**Reading text:**
• • • •

Oracle FAQ Your Portal to the Oracle Knowledge Grid
HOME | ASK QUESTION | ADD INFO | SEARCH | E-MAIL US
 

Home -> Community -> Usenet -> c.d.o.server -> Re: Re-organising a database?

Re: Re-organising a database?

From: Joel Garry <joel-garry_at_home.com>
Date: 14 Apr 2003 18:42:52 -0700
Message-ID: <91884734.0304141559.10555173@posting.google.com>


tim.kearsley_at_milton-keynes.gov.uk (Tim Kearsley) wrote in message news:<725736ef.0304140119.6623ab37_at_posting.google.com>...
> Hi all,
>
> Environment is:
>
> Oracle 8.1.7 on AIX 4.3.3 on RS6000 SP hardware
>
> I've got a legacy database, about 30 Gbytes in size, which I would
> very much like to re-organise. Primarily I would like to implement
> LMTs and to put the datafiles into a structure which is fairly close
> to OFA.
>
> The obvious solution I suppose is to create the new database and
> export/import from the existing one. My problem is the time this
> appears to be taking. A trial took some two days by the time I had
> imported, re-created indices and solved a few problems with invalid
> packages. The database is pretty heavily used and it is going to be
> hard for me to sell a weekend's downtime to the users.

• • • •

**Records:**

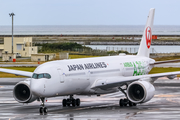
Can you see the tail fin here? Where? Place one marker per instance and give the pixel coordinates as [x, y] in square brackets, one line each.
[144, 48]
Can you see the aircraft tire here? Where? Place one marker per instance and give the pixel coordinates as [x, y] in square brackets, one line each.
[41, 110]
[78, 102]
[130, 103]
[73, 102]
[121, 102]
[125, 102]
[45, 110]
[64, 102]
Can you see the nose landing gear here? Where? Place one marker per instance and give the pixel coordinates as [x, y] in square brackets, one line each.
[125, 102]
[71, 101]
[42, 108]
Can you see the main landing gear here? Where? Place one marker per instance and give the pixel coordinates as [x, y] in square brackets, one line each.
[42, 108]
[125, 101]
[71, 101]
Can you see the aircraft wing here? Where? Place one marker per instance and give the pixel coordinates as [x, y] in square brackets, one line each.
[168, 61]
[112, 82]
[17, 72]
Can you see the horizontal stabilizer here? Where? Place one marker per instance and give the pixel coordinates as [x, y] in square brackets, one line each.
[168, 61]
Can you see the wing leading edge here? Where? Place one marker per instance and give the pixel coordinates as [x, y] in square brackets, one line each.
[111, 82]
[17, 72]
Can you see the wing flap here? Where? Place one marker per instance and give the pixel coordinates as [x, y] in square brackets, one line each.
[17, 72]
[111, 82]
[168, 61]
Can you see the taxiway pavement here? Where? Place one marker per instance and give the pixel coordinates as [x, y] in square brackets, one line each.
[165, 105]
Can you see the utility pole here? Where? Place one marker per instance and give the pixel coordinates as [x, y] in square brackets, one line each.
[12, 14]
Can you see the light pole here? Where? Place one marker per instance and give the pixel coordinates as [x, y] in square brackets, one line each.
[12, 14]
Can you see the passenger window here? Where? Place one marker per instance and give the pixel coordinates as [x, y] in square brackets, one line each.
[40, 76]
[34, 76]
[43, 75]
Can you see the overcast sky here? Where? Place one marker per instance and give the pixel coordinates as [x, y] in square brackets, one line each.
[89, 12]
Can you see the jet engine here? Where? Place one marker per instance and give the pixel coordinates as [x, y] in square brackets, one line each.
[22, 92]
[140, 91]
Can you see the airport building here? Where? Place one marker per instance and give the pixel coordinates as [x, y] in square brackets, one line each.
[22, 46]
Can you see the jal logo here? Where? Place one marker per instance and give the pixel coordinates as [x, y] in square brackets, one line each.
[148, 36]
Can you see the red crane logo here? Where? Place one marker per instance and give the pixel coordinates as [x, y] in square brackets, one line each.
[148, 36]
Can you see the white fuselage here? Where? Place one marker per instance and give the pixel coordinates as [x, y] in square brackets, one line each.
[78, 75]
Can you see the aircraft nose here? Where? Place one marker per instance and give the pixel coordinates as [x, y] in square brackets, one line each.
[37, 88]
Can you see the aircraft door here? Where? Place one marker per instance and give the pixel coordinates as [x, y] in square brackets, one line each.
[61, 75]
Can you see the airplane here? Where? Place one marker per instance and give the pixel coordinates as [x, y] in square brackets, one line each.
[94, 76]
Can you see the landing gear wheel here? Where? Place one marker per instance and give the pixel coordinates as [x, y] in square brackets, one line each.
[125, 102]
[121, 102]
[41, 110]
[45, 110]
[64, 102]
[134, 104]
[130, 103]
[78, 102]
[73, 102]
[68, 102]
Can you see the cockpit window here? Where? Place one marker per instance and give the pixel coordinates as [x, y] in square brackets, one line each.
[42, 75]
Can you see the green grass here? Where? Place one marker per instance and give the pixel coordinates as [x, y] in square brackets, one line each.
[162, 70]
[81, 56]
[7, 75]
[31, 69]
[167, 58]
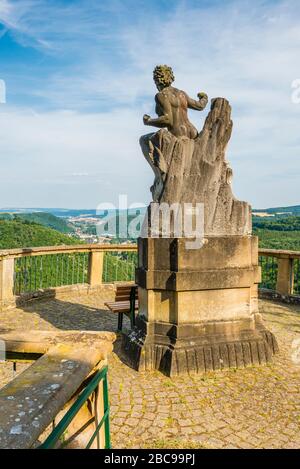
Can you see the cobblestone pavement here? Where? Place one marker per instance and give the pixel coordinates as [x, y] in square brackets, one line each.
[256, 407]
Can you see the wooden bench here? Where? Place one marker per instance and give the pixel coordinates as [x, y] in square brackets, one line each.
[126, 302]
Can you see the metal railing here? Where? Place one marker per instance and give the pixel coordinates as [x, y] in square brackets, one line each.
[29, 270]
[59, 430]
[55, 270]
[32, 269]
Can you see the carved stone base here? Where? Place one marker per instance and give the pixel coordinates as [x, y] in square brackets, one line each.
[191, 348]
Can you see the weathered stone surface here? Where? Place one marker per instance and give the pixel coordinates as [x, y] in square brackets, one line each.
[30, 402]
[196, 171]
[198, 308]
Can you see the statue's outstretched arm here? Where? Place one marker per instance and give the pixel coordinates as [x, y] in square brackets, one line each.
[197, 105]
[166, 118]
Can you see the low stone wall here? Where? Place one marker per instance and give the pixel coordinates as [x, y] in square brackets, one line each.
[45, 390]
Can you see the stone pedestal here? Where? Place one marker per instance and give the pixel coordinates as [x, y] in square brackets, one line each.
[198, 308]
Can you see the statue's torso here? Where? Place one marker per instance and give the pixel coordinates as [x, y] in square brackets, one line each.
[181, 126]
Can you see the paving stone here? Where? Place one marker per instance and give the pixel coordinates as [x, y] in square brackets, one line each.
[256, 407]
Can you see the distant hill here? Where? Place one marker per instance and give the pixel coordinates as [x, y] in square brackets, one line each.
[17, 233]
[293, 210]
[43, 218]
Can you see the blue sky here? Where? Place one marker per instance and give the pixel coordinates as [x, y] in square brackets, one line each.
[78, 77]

• • • •

**Tasks to carry out:**
a. Repeat the part of the database re-organisation post starting at "Oracle FAQ Your" and ending at "-> Re: Re-organising a database?".
b. Answer these questions from the database re-organisation post:
(i) What Oracle version, operating system, and hardware make up the environment?
(ii) About how large is the legacy database?
(iii) How long did the trial export/import take?
c. According to the database re-organisation post, why is creating a new database and using export/import a problem?

**Task-by-task results:**
a.
Oracle FAQ Your Portal to the Oracle Knowledge Grid
HOME | ASK QUESTION | ADD INFO | SEARCH | E-MAIL US
 

Home -> Community -> Usenet -> c.d.o.server -> Re: Re-organising a database?

b.
(i) Oracle 8.1.7 on AIX 4.3.3 on RS6000 SP hardware.
(ii) About 30 Gbytes.
(iii) Some two days.

c. A trial took some two days once importing, re-creating indices, and fixing invalid packages were done. Because the database is heavily used, it would be hard to sell a weekend's downtime to the users.